[start of Document segment]

# 11 hp from 10 hp



## Abcsnow (Dec 19, 2018)

I have a 828 LXE and last year I replaced the motor with a 10 hp tecumseh. I found it had more strength.This year I have access to an 11 hp and would like t know if this would be an easy bolt on.Strange when I look at both motor tags and see they are both 358cc.wondering what the stroke bore differences might be and wether I will actually have more power.


----------



## RedOctobyr (Mar 2, 2014)

Is the 10hp a flathead, and the 11hp an OHV? If not, and they are fundamentally the same engine, it's possible that the main difference is in the sticker  Companies have played somewhat fast and loose with their power claims.


----------



## paulm12 (May 22, 2015)

yeah, as Red pointed out, these HP ratings are not always accurate. It could be that the 11hp engine, if the same technologies (OHV, etc) has better valves, etc, or maybe they rev the engine a bit more. But if the same bore and stroke, they most likely have the same overall and mounting dimensions. They could have a different crankshaft though, so check that out before you install it.


----------



## Abcsnow (Dec 19, 2018)

I know when I went from the 8 to the 10 the tag showed more CC’s, funny not so with the 11hp.


----------



## Abcsnow (Dec 19, 2018)

How would I know if the stroke were different.


----------



## RedOctobyr (Mar 2, 2014)

I had a 318cc flathead Tecumseh, they called it 8hp. I have a 318cc OHV Tecumseh, they call it 10hp. 

As I understand it, OHV engines have a more efficient head design, and presumably a higher compression ratio. The valves are directly over the piston, not adding "wasted" volume by positioning them off to the side, like a flathead. 

So I could see the 11hp engine maybe being better if it's a 358cc flathead 10hp, vs 358cc OHV 11hp. 

But if they're both flatheads or OHV, I'm not sure I'd go to a lot of trouble to swap them. You might get more benefit by making sure yours is running at the proper RPM, rather than accidentally a little slow by a few hundred RPM, due to a carb that's not quite adjusted perfectly, etc.

[end of Document segment]

_Challenges_
A) Decide whether each statement below agrees with the engine swap thread. Answer yes or no for each, and quote the deciding words from the thread.
(i) The poster found that the 10 hp engine had more strength than the old motor.
(ii) The motor tags show a different cc figure for the 10 hp and 11 hp engines.
(iii) The 318cc OHV Tecumseh is called 8hp.
B) Print the part of the engine swap thread between "## paulm12 (May" and "you install it.", inclusive.
C) Proceed with the engine swap thread from the point where it stops.

[start of Stored data]

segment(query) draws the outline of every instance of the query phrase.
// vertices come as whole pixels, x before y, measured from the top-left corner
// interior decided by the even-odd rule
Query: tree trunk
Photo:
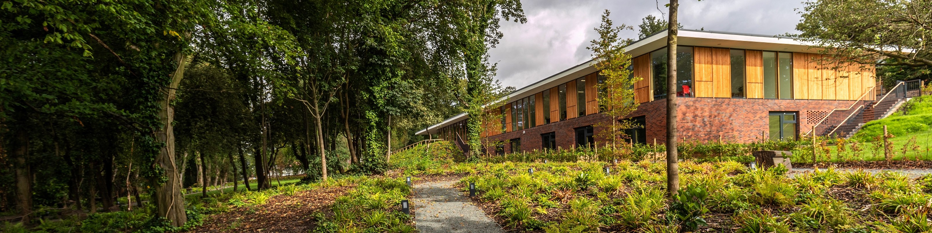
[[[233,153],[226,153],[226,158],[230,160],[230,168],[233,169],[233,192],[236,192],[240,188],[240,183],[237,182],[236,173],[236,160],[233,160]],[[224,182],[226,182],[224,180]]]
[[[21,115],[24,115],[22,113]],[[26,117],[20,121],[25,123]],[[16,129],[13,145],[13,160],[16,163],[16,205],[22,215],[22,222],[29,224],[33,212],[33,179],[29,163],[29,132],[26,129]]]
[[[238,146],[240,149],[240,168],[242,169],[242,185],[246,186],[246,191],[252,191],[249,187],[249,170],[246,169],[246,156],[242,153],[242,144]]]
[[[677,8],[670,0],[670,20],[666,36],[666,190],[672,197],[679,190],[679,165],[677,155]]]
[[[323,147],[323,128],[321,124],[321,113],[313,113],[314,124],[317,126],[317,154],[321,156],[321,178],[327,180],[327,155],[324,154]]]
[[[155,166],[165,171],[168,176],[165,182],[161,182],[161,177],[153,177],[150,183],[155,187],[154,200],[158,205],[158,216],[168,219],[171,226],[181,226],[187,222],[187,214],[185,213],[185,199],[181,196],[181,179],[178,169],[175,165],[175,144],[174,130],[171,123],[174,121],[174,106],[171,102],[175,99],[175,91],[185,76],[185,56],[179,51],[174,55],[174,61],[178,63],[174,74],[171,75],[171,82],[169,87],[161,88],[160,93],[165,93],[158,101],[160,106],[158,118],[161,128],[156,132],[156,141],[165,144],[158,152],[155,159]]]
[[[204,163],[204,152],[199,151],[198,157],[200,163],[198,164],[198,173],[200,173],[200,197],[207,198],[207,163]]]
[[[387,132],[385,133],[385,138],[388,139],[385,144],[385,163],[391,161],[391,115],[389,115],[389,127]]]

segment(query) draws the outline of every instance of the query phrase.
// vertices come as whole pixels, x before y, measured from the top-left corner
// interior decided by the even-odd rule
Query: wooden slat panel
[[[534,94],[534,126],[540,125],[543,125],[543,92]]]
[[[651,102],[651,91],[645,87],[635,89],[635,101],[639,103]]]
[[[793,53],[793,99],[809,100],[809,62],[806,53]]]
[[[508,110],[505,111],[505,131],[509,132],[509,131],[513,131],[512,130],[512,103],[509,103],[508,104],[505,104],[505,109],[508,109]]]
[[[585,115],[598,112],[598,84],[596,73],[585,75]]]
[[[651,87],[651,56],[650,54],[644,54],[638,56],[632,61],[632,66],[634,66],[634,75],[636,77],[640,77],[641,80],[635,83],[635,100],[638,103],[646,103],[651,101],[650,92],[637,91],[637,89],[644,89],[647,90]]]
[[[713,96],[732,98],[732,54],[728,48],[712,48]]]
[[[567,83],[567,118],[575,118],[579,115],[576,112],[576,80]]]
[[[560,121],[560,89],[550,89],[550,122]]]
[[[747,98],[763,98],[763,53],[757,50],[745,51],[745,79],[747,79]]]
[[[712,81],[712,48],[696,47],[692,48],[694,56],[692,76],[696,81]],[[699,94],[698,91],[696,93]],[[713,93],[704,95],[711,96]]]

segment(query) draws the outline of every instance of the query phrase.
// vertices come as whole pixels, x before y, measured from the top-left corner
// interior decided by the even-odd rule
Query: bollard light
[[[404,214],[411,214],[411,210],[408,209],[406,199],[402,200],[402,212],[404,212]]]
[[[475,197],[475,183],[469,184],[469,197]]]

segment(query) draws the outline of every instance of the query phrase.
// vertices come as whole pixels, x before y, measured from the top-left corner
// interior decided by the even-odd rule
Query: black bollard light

[end of Stored data]
[start of Stored data]

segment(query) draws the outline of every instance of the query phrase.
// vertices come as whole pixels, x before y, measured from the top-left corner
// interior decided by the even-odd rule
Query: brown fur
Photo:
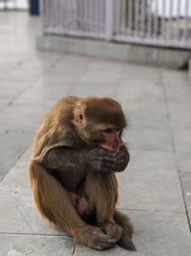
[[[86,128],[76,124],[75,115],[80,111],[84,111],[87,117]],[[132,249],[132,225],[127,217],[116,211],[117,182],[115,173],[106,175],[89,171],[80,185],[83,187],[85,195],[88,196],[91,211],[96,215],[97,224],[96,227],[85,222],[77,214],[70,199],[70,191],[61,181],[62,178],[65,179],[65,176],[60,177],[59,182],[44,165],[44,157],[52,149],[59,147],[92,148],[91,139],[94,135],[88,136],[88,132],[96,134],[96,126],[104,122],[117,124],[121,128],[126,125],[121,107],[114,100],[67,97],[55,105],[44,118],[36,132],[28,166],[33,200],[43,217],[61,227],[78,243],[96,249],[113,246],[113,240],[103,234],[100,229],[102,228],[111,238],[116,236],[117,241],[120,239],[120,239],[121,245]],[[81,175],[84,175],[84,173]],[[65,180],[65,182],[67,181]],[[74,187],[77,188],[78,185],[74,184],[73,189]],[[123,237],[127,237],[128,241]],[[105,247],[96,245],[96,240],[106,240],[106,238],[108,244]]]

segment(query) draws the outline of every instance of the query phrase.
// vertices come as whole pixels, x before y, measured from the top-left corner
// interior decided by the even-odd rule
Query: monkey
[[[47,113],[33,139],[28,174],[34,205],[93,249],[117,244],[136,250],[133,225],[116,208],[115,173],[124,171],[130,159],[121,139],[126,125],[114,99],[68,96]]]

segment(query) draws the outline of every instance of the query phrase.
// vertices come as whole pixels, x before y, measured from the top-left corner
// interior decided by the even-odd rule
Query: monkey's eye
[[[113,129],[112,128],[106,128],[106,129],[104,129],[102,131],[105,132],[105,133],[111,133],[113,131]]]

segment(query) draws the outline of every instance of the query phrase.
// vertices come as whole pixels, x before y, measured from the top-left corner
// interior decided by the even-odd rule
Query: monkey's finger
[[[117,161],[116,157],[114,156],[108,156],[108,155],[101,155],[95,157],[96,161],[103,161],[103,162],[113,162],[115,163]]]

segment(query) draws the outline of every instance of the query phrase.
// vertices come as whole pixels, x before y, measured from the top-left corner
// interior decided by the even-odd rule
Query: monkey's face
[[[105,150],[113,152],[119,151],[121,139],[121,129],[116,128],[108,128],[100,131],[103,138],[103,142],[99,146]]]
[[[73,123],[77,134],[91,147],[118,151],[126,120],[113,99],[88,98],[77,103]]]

[end of Stored data]
[start of Stored data]

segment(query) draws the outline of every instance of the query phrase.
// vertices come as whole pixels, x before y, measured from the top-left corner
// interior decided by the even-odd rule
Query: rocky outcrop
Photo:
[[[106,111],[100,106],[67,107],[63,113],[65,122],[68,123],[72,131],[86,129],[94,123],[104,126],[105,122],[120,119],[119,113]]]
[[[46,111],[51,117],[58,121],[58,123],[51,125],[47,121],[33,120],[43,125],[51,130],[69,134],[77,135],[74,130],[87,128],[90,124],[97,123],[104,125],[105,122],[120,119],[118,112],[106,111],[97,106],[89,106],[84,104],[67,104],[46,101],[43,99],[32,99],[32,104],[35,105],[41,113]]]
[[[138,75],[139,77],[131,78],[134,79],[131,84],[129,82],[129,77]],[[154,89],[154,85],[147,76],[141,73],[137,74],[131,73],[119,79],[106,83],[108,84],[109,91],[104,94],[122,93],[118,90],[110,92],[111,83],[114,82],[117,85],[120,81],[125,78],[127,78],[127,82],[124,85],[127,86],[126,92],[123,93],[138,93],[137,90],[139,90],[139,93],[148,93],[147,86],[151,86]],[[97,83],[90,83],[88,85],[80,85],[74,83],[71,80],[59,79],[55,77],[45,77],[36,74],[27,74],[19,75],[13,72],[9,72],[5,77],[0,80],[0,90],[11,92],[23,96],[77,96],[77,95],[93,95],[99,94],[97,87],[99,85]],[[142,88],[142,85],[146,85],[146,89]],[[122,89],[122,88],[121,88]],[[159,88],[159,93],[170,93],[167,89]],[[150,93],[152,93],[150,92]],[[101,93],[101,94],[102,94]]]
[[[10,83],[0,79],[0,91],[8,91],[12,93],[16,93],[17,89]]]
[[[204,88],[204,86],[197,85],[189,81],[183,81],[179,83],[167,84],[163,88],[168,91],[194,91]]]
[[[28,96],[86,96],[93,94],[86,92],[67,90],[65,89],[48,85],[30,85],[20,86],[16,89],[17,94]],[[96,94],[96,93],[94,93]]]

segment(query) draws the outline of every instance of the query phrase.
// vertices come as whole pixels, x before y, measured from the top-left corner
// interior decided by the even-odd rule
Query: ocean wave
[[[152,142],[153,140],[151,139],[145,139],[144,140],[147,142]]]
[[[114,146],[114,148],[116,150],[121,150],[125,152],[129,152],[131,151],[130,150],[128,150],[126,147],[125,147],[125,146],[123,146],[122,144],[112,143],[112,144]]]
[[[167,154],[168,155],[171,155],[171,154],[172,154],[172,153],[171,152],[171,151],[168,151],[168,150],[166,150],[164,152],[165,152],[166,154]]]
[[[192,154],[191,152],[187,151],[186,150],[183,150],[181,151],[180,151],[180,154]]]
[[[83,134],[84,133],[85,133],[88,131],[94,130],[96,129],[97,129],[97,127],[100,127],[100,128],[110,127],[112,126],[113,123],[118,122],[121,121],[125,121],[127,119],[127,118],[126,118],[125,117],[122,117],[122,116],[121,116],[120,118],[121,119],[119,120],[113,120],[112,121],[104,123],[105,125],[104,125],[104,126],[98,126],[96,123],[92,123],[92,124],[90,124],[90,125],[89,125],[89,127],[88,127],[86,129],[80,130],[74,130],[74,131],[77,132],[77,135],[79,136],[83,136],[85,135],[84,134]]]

[end of Stored data]

_Replies_
A)
(i) Yes: "I found it had more strength"
(ii) No: "Strange when I look at both motor tags and see they are both 358cc."
(iii) No: "I have a 318cc OHV Tecumseh, they call it 10hp."

B)
## paulm12 (May 22, 2015)

yeah, as Red pointed out, these HP ratings are not always accurate. It could be that the 11hp engine, if the same technologies (OHV, etc) has better valves, etc, or maybe they rev the engine a bit more. But if the same bore and stroke, they most likely have the same overall and mounting dimensions. They could have a different crankshaft though, so check that out before you install it.

C)
----------



## paulm12 (May 22, 2015)

ABC: can you provide the engine part numbers? usually stamped on the top of the main shroud (under elec start if there) and also on a sticker on the shroud.


----------



## RedOctobyr (Mar 2, 2014)

Abcsnow said:


> How would I know if the stroke were different.


You can measure the stroke. You can stick something down through the spark plug hole, like a long piece of wire, etc, then measure its travel through the piston's range of travel. 

But if they're the same displacement, I'd be surprised if their bores and strokes didn't match. Changing bore or stroke requires making different pistons, or crankshafts. That's a lot of expense for the manufacturer, to end up producing the same displacement. If they were going to make a different set of parts, I'd expect them to use that to also change the displacement. 

You can likely look up specs (RPM, bore, stroke, etc) based on the full engine part numbers.


----------



## 1132le (Feb 23, 2017)

paulm12 said:


> yeah, as Red pointed out, these HP ratings are not always accurate. It could be that the 11hp engine, if the same technologies (OHV, etc) has better valves, etc, or maybe they rev the engine a bit more. But if the same bore and stroke, they most likely have the same overall and mounting dimensions. They could have a different crankshaft though, so check that out before you install it.



Dont know why everyone has a hard time understanding this all 358 cc flatties have the same amount of torque hence the same hp


The valves are the same its all the same its not reved higher for hp


Most came set low on rpms so they under preformed
of all the motors ive check less then a handful were set right at 3600 and some as low as 2750


The bore and stoke is the same the cranks the same valves etc the block mounting the same
same part numbers


----------



## paulm12 (May 22, 2015)

one clarification; I should have been more specific about the different crankshafts. The stroke dimensions are the same, but the input and output shafts vary for different vendors and different applications. This won't affect HP or torque ratings, but could impact swapping out.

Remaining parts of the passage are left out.